[TASK BRIEF] Recast the material below as a JSON array of strings, with one string per line and no blank lines. Leave the pictures out of the answer.

# start of INPUT ROWS

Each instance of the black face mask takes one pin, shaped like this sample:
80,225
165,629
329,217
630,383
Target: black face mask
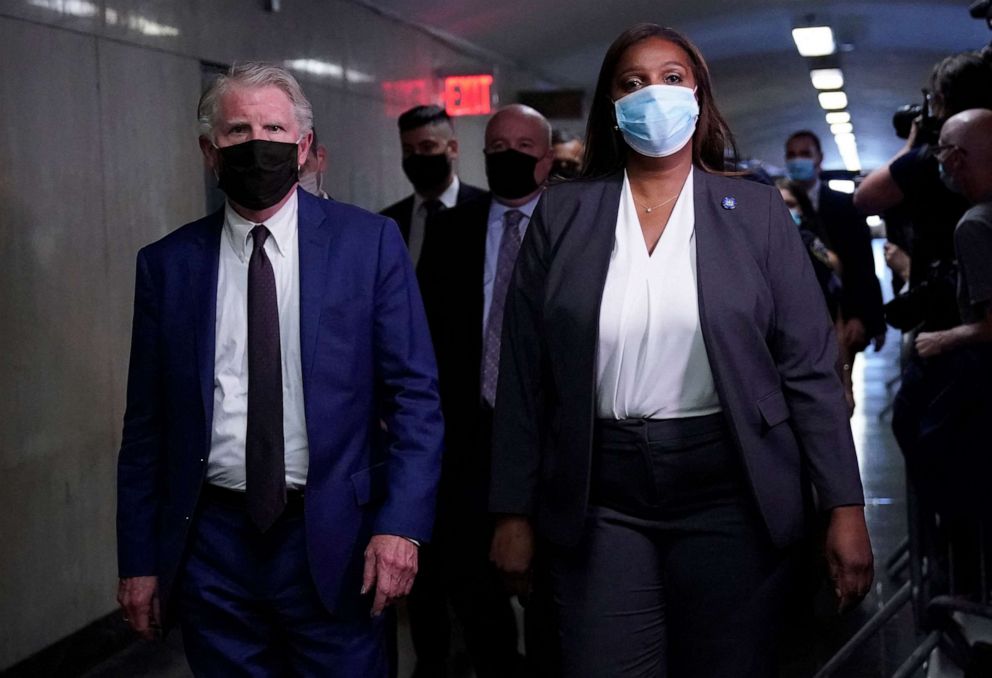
258,174
565,169
511,173
427,172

# end of INPUT ROWS

[EXERCISE RESULT]
[
  "Each instance of the black face mask takes one pin, shaped like this sample:",
  "80,225",
  "165,629",
  "329,217",
  "630,383",
  "Target: black face mask",
  "258,174",
  "565,169",
  "511,173",
  "427,172"
]